**Problem set:**
1) Give again, word for word, the part of the Ladybird nature book passage starting at "I was standing" and ending at "rimed with ice.".
2) Carry on the passage about the Ladybird winter book from the point where it stops.

I was standing next to a stranger in a bookshop. Both of us were grinning as we leafed through copies of The Ladybird Book of the Mid-Life Crisis, one of a new series designed to skewer the childhood nostalgia of those of us of a certain age. “Uh, I remember all these pictures,” he said, faintly alarmed. I confessed that I did, too. Later that day I dug out the real thing: my old copy of Ladybird’s What to Look for in Winter, first published in 1959. I also remembered all these pictures: 24 watercolours of hoar frost and rooks under pallid skies, of snowy woods, sheep, jackdaws, tractors, holly bushes, foresters, carthorses; ducks on frozen lakes, a half-ermined stoat slipping past reeds rimed with ice.
In growing up we are exposed to a variety of literary models for interacting with the natural world; books that teach us, overtly or by stealth, what we are supposed to know and think about it, and the tones we should use to speak about it. Small, with card covers, and priced at two shillings and sixpence each, the books in Ladybird’s nature series could easily be stuffed in a pocket or satchel on trips to the local countryside. They were hugely influential and this one – written by the novelist, naturalist and mystic E L Grant Watson, with illustrations by Charles Tunnicliffe – was my favourite. I knew each page of text by heart, delighted in how it explained and elaborated on the winter scene on the opposite page, traced with my fingers where animals, farm machinery and livestock were framed between foreground details of fence lines and foliage and a background of distant spires and sunlit hillsides.
Rereading it was an exercise in nostalgia, but a complicated one. I began to wonder whether anyone makes books like this any more. What to Look for in Winter is a spectacular primer not only in natural history but in aesthetic pleasure, in how to pay attention to the moving patterns of colour, light and shade in a landscape. Unlike a field guide, it encourages you to encounter the natural world as a whole, not merely ticking off its constituent parts. Back then, it taught me to spot things in the landscape, to find out not only what they were but what they were doing, and why.
Even now its tone feels to me the right way to talk about nature: avuncular but never patronising. When I was small I loved this book because it did not talk down to me. Lyrical in places, confiding in others, it was full of technical terms such as “awns”, “shucks” and “spathes”, and I was flattered that the writer assumed I would know what these meant, even if I did not.

**Dataset entries:**
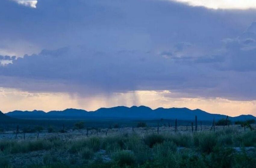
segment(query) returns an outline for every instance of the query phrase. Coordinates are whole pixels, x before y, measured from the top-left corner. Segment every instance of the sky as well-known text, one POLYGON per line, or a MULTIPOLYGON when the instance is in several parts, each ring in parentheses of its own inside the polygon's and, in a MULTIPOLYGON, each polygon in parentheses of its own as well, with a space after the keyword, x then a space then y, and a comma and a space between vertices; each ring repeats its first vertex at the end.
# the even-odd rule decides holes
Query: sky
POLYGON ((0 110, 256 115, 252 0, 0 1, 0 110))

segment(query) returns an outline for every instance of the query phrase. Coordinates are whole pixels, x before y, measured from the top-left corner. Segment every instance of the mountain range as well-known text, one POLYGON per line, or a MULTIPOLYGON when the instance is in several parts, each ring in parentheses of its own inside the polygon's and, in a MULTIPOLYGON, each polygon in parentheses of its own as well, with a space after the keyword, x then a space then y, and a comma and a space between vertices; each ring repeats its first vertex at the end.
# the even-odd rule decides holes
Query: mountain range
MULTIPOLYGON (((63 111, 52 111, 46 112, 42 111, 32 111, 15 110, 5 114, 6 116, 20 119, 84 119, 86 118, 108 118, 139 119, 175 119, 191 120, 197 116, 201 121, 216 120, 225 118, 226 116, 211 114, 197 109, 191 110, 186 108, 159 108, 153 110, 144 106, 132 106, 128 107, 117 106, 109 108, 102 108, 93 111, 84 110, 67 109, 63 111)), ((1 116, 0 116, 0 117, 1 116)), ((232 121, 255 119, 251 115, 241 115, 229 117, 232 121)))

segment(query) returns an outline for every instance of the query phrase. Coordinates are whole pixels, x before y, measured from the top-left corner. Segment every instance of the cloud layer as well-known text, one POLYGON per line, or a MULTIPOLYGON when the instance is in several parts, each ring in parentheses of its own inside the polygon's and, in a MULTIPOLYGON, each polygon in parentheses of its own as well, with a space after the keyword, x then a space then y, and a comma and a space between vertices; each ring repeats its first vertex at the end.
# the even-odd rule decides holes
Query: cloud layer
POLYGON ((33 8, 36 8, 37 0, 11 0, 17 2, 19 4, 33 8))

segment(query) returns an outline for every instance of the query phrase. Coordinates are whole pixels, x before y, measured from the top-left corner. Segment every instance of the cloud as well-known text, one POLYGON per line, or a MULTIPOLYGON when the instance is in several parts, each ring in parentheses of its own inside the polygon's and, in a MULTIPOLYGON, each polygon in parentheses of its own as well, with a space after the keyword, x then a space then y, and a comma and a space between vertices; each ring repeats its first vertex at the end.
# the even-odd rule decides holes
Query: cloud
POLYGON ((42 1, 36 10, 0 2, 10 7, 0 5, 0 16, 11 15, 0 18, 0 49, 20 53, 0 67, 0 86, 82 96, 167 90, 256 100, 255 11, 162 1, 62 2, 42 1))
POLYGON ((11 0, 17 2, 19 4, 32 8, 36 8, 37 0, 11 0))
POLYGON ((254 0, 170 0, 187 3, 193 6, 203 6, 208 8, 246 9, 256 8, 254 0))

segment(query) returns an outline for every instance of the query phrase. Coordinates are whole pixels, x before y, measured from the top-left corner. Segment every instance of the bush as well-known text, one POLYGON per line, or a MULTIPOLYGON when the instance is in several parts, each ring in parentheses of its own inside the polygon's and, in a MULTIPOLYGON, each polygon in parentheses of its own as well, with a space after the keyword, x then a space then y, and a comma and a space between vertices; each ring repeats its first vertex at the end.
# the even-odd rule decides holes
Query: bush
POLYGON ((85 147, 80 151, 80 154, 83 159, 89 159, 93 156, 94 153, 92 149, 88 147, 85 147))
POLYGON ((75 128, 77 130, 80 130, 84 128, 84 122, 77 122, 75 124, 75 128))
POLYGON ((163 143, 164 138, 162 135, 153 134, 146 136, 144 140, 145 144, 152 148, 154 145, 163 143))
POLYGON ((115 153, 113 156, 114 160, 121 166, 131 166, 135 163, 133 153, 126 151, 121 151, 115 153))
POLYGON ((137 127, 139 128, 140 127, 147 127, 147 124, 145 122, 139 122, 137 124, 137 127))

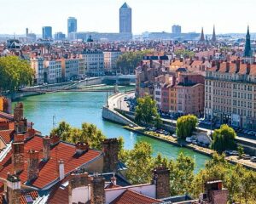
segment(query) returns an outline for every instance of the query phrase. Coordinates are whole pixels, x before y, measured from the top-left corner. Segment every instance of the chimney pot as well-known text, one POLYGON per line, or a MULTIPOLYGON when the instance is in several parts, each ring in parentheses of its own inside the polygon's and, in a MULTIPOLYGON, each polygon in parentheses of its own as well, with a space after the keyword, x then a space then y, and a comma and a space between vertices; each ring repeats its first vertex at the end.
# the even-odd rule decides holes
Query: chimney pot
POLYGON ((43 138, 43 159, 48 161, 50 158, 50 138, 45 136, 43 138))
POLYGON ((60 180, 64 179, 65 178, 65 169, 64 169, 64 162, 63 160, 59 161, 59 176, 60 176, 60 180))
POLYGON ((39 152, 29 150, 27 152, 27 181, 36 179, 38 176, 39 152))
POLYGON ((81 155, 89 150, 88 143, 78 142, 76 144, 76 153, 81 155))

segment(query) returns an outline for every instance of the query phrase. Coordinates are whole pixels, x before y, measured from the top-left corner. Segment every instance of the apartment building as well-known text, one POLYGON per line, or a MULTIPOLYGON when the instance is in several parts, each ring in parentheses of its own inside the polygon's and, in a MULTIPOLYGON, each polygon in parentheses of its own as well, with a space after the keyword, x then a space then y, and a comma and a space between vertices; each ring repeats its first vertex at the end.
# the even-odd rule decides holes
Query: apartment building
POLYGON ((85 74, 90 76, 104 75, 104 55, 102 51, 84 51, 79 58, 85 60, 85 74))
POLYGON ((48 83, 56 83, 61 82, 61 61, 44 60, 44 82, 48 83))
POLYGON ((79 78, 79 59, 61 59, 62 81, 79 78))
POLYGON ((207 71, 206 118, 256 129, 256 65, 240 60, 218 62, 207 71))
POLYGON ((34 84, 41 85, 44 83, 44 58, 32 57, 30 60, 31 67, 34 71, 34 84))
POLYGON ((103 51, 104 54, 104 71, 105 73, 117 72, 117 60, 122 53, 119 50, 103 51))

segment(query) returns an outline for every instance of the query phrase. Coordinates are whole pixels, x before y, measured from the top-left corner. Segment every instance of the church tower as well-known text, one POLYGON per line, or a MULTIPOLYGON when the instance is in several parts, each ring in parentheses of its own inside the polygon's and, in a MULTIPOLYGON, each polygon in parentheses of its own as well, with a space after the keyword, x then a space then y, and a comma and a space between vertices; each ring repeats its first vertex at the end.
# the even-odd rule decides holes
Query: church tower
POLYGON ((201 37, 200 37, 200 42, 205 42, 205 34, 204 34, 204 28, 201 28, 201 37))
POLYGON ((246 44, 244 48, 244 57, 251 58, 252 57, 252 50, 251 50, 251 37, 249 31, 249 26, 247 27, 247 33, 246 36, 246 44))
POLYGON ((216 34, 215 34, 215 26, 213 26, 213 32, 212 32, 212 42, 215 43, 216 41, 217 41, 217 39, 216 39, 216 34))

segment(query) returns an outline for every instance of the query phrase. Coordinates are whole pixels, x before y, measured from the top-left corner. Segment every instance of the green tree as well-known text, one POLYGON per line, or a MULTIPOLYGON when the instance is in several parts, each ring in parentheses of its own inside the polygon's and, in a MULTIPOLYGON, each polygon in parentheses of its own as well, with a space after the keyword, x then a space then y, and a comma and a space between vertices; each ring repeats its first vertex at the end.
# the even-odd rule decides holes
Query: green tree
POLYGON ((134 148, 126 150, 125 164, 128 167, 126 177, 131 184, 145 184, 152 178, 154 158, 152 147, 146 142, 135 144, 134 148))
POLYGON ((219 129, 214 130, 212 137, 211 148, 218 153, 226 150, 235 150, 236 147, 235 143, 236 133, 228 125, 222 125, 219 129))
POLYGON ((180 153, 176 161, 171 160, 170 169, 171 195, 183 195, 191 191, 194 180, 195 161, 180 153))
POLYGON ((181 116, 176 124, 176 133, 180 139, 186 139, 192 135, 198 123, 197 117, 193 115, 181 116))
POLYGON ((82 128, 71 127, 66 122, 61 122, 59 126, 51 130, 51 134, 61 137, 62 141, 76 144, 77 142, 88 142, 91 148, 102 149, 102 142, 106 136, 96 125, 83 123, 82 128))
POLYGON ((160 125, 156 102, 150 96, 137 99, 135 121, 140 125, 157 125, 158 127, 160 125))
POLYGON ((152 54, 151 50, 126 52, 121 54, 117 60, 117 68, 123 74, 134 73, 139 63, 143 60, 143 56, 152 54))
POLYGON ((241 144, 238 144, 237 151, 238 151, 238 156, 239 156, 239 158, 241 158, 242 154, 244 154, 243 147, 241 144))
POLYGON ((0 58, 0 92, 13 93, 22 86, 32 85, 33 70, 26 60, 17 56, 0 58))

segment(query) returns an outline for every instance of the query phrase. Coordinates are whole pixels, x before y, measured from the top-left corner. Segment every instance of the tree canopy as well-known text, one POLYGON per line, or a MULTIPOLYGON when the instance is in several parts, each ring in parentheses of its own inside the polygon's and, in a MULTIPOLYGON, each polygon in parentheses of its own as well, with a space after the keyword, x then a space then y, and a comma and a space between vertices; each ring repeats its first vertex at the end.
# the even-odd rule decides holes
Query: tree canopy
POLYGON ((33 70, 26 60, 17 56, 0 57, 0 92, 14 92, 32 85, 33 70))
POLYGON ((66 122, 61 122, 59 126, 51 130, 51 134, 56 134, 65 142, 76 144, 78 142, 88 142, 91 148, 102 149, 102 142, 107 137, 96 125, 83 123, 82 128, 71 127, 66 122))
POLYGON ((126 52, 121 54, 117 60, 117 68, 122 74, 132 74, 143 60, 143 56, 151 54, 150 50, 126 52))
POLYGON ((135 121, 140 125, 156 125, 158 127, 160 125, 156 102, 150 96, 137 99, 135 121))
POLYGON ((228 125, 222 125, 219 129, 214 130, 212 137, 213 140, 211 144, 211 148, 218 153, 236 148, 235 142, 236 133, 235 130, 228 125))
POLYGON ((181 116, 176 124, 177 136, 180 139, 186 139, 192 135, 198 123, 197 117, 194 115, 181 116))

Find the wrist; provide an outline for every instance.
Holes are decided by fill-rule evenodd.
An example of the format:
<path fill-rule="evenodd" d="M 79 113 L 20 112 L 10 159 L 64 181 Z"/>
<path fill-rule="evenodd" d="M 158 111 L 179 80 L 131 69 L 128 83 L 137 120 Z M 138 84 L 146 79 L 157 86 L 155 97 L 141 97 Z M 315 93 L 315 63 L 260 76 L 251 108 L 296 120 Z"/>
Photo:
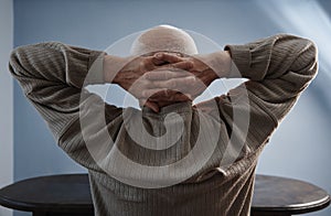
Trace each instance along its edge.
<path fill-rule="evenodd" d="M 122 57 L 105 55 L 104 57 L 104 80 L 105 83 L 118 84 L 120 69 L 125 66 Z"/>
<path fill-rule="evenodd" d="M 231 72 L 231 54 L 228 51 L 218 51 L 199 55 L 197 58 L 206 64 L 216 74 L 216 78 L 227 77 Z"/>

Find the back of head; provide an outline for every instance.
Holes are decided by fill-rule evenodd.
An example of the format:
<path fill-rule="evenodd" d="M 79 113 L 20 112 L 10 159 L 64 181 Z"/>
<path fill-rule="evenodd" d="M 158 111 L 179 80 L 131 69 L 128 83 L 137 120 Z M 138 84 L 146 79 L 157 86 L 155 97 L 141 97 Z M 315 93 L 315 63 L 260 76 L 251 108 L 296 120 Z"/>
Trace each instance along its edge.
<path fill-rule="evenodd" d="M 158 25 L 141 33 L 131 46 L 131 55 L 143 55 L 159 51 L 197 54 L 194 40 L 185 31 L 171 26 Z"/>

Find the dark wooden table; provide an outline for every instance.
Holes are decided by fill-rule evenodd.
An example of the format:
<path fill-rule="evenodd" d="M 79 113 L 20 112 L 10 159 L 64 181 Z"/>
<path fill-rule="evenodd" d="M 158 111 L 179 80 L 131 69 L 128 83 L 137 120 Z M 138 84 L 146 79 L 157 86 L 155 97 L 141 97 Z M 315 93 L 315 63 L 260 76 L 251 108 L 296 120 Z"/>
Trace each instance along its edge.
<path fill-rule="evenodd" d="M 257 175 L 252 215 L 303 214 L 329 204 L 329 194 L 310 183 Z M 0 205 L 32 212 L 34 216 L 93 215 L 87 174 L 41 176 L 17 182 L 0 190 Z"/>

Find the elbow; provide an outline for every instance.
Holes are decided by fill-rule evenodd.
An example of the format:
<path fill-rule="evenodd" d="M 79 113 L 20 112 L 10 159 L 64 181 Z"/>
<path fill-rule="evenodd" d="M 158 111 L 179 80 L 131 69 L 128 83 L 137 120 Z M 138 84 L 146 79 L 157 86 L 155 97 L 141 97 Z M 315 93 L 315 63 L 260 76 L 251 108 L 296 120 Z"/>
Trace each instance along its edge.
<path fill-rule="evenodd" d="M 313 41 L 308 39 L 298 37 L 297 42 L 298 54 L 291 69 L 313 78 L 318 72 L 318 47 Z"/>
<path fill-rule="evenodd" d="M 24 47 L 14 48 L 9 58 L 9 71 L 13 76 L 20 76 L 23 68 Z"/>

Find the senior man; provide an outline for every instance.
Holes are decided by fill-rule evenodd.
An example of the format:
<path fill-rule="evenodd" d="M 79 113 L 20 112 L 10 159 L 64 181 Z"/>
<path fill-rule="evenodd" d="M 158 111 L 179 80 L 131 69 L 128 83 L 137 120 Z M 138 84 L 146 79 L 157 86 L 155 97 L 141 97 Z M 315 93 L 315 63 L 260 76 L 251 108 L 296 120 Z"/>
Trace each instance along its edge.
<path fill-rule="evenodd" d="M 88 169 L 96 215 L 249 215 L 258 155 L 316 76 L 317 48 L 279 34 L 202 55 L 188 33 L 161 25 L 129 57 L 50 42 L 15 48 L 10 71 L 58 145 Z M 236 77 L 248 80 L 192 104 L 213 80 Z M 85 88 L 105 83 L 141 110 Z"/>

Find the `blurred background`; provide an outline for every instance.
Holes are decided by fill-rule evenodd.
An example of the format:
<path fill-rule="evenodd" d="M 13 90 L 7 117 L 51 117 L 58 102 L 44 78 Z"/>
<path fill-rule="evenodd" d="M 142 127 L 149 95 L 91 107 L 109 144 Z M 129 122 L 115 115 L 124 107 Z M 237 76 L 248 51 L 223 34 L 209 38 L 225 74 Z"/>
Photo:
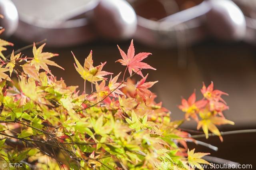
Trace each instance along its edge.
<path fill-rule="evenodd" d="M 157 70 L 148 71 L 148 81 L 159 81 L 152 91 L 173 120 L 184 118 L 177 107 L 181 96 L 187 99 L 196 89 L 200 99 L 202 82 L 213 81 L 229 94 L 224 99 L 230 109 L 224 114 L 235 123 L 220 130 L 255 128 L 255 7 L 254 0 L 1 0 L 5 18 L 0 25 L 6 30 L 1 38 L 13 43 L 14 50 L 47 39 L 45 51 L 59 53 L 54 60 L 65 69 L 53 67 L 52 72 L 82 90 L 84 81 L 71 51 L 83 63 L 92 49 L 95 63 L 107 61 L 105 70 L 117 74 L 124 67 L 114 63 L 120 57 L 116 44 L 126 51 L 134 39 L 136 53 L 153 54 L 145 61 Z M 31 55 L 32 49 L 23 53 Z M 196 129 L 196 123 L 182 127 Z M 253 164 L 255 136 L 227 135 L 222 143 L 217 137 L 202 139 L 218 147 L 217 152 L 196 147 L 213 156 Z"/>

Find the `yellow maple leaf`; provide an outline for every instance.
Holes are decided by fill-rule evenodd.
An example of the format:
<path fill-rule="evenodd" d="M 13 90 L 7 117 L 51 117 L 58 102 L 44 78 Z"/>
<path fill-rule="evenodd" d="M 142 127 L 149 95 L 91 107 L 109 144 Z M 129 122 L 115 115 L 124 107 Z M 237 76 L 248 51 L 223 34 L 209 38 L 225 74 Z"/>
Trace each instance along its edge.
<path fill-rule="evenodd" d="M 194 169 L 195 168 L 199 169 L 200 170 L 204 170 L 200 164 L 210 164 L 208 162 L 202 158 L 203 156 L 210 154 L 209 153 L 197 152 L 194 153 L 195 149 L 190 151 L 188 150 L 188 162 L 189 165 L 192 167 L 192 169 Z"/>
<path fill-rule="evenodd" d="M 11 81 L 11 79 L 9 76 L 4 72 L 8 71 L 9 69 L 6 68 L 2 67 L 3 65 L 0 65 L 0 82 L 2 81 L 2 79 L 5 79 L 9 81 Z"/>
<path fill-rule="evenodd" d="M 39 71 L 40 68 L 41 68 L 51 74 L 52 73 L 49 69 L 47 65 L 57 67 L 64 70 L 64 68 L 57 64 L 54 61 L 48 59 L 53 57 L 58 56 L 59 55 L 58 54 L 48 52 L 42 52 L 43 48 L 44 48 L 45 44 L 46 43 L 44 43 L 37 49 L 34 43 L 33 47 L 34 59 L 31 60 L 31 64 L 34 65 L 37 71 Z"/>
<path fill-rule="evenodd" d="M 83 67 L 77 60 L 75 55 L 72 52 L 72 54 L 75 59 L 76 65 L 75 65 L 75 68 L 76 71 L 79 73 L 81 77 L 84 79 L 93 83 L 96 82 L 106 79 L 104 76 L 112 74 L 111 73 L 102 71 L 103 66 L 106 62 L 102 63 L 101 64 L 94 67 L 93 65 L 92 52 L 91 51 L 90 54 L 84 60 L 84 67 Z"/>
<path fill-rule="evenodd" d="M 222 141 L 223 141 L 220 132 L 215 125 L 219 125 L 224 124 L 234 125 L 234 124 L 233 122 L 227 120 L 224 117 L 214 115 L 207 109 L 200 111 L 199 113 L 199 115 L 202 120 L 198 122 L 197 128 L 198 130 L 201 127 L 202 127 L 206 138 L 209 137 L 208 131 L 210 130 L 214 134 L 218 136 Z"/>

**Task results:**
1)
I was standing next to a stranger in a bookshop. Both of us were grinning as we leafed through copies of The Ladybird Book of the Mid-Life Crisis, one of a new series designed to skewer the childhood nostalgia of those of us of a certain age. “Uh, I remember all these pictures,” he said, faintly alarmed. I confessed that I did, too. Later that day I dug out the real thing: my old copy of Ladybird’s What to Look for in Winter, first published in 1959. I also remembered all these pictures: 24 watercolours of hoar frost and rooks under pallid skies, of snowy woods, sheep, jackdaws, tractors, holly bushes, foresters, carthorses; ducks on frozen lakes, a half-ermined stoat slipping past reeds rimed with ice.

2)
Some of it has not worn well. There are no women in the countryside at all and its animals are viewed through a mid-century gender-political lens: “Mrs Sparrow” has a “dreadfully untidy nest”. The lowland rural landscapes it depicts are far from the scruffy pine woods, suburbs and housing estates I knew as a child. This is a book designed to celebrate a particular vision of the English landscape, in which shooting, fox-hunting and – controversially at the time – the increasing mechanisation of farming are a seamless part of the natural order of things.
It was a time, too, when educating children about nature was held to have considerable cultural importance. Books of this kind were designed to build young naturalists with an in-depth knowledge of Britain’s natural and national heritage. Full of assumptions about the correct relationship between children and the natural world, What to Look for in Winter suggests that the world is full of mysteries, such as the mechanism of the germination of mistletoe, which you, the reader, might one day help to solve. And it expects you, too, to interact physically with things outside: shake the branches of ivy so that “drunken insects fall to the ground”; collect fungi that are “nice to take home”; discover that snowberries have a strange softness when you squish them; bite the pungent seeds of cow parsnips, which taste of “earth, and autumn and sunshine, and several other things”.
Far fewer children today are permitted to engage in this form of hands-on nature-appreciation and fewer still are allowed to explore fields and woods on their own, as I once did. Nature tables have disappeared from schools, natural history from the curriculum, and we increasingly assume that expert knowledge about the natural world is the province of professionals.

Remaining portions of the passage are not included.